● Selected extract:
Boeser is definitely on the radar to make the USA’s World Junior Championship team for the 2016 tournament. A strong showing there would cement him as a top prospect with the Canucks organization. While still a couple years away from the pro ranks, Boeser has all the desirable traits of a legitimate NHL scoring forward and Canucks fans are eager to watch his progression over the coming seasons.
Unsigned for 2016-17
Matthew Beattie, LW, Yale University (ECAC)
Beattie will be in now or never mode for the 2015-16 season as his future with the Canucks hinges on him having a very good season with Yale. Last season was abysmal for Beattie statistically, putting together only three assists in 16 games. Once viewed as a power-forward type scoring forward, his future is now more that of a bang and crash energy forward with a limited scoring upside.

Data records

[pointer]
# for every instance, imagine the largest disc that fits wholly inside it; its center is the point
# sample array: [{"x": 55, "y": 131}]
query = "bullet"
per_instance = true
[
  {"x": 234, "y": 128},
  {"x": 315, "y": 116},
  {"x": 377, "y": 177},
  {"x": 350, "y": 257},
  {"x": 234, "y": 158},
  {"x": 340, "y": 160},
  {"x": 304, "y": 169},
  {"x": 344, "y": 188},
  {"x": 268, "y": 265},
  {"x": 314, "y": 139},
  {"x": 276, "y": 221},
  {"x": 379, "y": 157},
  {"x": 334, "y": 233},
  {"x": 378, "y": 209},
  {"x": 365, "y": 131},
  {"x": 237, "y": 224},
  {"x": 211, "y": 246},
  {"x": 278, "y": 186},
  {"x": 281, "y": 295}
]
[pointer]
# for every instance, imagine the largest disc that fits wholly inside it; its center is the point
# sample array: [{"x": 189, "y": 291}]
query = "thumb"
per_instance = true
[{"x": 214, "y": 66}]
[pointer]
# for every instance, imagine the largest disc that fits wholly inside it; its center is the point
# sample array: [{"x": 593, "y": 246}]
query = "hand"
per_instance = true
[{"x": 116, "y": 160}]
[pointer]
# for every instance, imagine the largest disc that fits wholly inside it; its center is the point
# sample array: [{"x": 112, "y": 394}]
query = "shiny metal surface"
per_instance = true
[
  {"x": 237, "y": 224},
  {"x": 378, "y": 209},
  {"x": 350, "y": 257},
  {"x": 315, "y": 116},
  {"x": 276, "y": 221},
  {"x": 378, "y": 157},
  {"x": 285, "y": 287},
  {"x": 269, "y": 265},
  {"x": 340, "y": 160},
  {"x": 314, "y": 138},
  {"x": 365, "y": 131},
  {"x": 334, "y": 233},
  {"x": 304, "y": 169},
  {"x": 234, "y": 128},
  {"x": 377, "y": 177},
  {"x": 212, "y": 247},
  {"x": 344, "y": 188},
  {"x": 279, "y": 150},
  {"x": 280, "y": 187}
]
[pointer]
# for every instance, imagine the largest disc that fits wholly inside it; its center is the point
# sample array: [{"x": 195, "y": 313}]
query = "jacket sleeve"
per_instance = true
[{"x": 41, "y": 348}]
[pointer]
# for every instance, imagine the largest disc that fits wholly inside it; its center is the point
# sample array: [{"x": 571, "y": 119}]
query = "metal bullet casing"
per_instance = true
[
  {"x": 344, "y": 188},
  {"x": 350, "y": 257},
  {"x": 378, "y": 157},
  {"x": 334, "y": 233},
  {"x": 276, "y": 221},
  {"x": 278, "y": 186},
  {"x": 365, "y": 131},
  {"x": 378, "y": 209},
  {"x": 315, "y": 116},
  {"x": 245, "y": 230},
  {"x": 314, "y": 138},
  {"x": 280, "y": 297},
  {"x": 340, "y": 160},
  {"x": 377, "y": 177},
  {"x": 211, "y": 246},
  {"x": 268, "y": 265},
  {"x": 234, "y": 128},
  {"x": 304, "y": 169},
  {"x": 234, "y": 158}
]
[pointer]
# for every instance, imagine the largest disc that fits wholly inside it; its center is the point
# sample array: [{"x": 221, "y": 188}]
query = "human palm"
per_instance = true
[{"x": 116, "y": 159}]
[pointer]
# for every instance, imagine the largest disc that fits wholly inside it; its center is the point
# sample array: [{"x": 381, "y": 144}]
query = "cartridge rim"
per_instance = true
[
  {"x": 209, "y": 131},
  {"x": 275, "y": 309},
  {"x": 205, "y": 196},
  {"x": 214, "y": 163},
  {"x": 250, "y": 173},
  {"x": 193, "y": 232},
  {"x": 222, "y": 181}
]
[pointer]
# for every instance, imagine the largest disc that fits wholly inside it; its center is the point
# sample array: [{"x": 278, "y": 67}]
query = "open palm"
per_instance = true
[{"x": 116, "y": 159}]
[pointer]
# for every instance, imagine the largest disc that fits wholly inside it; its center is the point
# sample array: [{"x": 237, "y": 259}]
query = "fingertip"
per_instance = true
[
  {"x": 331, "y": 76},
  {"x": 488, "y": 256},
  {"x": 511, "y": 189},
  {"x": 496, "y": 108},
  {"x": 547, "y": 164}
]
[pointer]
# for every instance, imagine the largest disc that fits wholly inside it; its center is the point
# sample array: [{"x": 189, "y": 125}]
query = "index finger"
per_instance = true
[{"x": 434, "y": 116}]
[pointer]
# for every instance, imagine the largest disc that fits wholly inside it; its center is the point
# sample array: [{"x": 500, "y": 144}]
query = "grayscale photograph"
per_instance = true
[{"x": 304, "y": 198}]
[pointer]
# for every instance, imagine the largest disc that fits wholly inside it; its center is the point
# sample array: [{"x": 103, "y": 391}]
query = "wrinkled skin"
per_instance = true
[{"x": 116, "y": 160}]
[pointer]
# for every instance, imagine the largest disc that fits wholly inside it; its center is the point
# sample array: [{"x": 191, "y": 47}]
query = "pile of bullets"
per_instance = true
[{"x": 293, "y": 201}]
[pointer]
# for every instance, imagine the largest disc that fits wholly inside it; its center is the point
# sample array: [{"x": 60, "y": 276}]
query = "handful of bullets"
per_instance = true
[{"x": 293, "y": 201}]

● Tasks to perform:
A - In the hockey prospect report, what were Matthew Beattie's statistics for last season?
B - Carry on the hockey prospect report from the point where it stops.

● Task-by-task results:
A - He had only three assists in 16 games.

B -
If Beattie somehow reignites his scoring touch then it is more likely that the Canucks would offer him an entry-level contract at the conclusion of the 2015-16 season. Much more likely however is that Beattie has become a middling player at the NCAA level and fallen off the radar of the Canucks management team. It will take a very strong season by Beattie to receive any serious consideration for an NHL contract.
Top European Prospect
Nikita Tryamkin, D, Avtomobilist Yekaterinburg (KHL)
When Tryamkin was drafted in the third round back in 2014 Canucks fans were hoping they had uncovered the next Zdeno Chara. A mountain of a man, Tryamkin has similar physical attributes to Chara but is somewhat lacking in the meanness department. If Tryamkin can get comfortable with his massive frame and start to use that frame to impose his will on opposing forwards then the big Russian should have the makings of a good shut-down NHL defender. If he does not learn to utilize the size he possesses to his advantage, then his upside will be somewhat limited. His respectable all-around game should keep him in the conversation as a player the Canucks would like to see in North America in the near future.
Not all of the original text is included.